Among the records below, determine how many lines have the word "train" in them; output only the number.

◆ ◆ ◆ ◆ ◆

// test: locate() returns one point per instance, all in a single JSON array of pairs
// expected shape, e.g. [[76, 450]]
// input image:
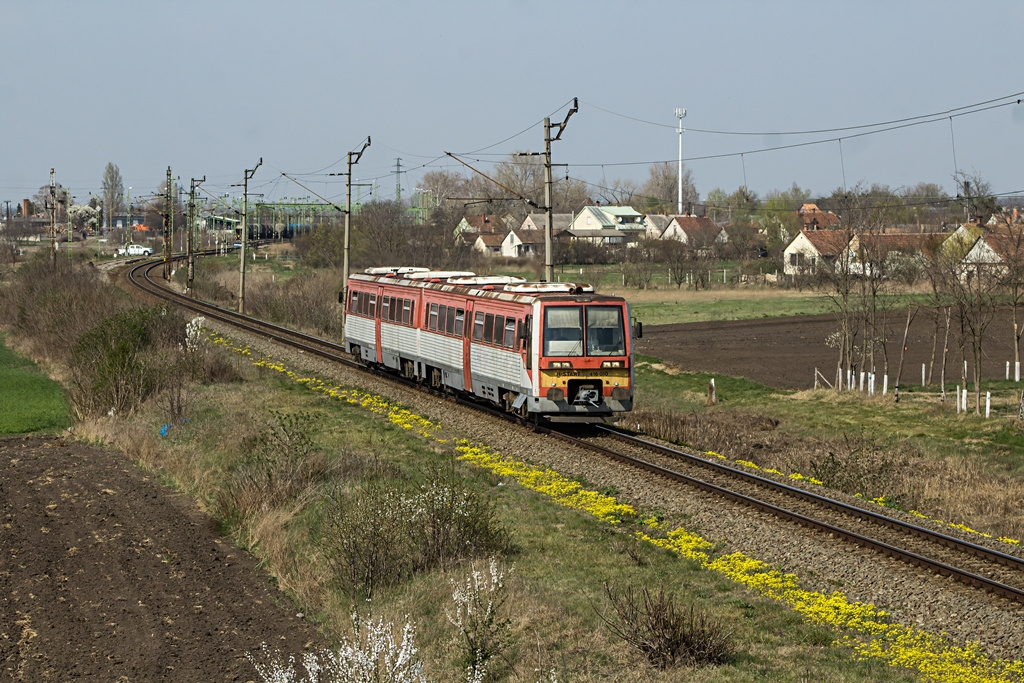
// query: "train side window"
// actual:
[[527, 343], [510, 333], [450, 321], [488, 328], [460, 322], [478, 327], [499, 326]]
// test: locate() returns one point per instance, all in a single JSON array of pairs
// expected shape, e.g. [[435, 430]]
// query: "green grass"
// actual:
[[30, 401], [562, 558]]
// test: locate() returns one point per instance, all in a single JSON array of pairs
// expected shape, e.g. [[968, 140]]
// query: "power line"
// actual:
[[820, 130]]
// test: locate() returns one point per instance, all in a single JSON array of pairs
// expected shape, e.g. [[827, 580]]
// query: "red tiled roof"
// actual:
[[828, 244]]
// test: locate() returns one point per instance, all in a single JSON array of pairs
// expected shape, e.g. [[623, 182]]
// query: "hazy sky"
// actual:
[[210, 87]]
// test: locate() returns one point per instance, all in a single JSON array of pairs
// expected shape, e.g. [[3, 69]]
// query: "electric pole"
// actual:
[[168, 216], [53, 217], [245, 233], [549, 265], [353, 158], [680, 114], [397, 179], [190, 235]]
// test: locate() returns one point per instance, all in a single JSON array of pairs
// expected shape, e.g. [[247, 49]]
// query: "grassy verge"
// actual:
[[560, 560], [916, 455], [29, 400]]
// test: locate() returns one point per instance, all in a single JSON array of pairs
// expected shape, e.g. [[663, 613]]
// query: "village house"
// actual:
[[518, 244], [488, 244], [813, 218], [539, 221]]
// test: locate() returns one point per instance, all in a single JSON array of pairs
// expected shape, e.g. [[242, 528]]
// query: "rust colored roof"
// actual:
[[699, 228], [875, 243], [814, 218], [830, 243], [486, 223]]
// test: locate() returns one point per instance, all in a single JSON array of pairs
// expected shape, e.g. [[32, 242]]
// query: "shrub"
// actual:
[[480, 616], [857, 466], [366, 539], [112, 370], [667, 635], [370, 654], [281, 463], [451, 522], [380, 534], [308, 301], [51, 305]]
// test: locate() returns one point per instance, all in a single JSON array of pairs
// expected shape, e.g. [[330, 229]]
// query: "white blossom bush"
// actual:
[[370, 655], [477, 614]]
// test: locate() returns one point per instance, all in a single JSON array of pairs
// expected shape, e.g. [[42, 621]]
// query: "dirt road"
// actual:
[[105, 572]]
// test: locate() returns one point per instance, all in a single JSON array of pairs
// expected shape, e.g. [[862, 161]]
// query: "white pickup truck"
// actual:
[[134, 250]]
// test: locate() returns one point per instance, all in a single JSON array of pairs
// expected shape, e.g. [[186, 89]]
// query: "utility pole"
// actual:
[[549, 265], [53, 217], [168, 216], [190, 235], [353, 158], [245, 233], [397, 179], [680, 114]]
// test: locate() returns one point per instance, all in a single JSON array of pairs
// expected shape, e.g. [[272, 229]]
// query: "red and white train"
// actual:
[[550, 350]]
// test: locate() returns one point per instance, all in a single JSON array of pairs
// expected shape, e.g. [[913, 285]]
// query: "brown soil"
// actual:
[[105, 572], [783, 352]]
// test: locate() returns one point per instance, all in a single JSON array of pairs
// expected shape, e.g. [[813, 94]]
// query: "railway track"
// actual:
[[973, 564]]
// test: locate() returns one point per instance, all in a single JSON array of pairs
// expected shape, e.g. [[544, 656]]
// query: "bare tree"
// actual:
[[970, 288], [620, 193], [383, 230], [113, 191], [443, 186], [640, 262]]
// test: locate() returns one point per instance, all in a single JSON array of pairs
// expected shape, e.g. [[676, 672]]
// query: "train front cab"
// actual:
[[584, 360]]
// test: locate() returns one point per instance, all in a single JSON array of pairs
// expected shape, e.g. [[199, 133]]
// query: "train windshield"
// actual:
[[564, 331], [604, 331]]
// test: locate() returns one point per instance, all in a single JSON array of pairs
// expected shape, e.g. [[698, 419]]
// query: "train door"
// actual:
[[375, 311], [467, 340]]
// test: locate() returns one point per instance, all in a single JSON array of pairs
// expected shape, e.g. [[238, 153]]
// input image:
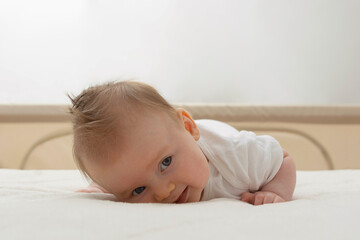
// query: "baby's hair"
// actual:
[[97, 113]]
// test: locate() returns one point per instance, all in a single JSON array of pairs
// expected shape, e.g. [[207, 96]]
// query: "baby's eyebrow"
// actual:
[[162, 153]]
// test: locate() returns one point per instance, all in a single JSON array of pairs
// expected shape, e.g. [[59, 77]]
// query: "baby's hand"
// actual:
[[92, 188], [259, 198]]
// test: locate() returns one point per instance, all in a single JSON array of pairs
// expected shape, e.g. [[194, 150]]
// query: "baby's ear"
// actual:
[[188, 123]]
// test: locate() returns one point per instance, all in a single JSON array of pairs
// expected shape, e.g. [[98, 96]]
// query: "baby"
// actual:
[[132, 143]]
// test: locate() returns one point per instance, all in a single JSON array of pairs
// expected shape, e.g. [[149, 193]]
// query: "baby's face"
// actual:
[[157, 161]]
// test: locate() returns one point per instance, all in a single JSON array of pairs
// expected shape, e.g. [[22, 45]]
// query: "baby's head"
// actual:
[[132, 142]]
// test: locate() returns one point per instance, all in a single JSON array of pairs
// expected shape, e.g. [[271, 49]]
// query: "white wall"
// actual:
[[231, 51]]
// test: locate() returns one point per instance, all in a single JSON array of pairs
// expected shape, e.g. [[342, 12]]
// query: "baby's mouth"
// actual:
[[182, 197]]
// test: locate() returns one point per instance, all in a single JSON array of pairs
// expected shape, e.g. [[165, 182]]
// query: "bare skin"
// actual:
[[279, 189]]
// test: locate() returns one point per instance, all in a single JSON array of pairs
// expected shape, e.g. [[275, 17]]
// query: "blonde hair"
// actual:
[[97, 111]]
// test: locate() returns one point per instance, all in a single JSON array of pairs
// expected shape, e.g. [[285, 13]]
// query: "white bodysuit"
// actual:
[[239, 161]]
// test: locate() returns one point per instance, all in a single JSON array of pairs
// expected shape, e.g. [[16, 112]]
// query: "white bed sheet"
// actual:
[[38, 204]]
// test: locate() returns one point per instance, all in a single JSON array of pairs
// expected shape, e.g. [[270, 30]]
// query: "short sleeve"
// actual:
[[264, 157]]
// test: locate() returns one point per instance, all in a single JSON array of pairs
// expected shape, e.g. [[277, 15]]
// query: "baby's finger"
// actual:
[[278, 199], [269, 198], [259, 199], [247, 197]]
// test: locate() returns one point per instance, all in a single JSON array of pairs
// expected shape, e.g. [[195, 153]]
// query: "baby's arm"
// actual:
[[279, 189]]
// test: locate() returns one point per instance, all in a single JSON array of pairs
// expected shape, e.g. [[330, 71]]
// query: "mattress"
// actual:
[[43, 204]]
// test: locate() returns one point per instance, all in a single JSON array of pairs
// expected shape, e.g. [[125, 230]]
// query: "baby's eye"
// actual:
[[138, 190], [165, 163]]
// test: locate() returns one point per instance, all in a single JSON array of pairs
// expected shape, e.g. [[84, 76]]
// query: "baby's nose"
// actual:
[[162, 192]]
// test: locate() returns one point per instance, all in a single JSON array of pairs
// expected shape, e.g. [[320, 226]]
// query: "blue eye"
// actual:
[[165, 163], [138, 190]]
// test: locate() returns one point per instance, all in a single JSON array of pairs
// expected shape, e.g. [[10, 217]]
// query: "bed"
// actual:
[[38, 180]]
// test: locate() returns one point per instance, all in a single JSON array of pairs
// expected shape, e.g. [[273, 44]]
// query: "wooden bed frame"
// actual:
[[318, 137]]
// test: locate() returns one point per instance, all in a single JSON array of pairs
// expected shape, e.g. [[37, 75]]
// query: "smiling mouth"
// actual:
[[182, 197]]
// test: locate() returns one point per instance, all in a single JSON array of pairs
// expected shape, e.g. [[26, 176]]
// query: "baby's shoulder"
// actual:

◆ ◆ ◆ ◆ ◆

EXERCISE RESULT: 5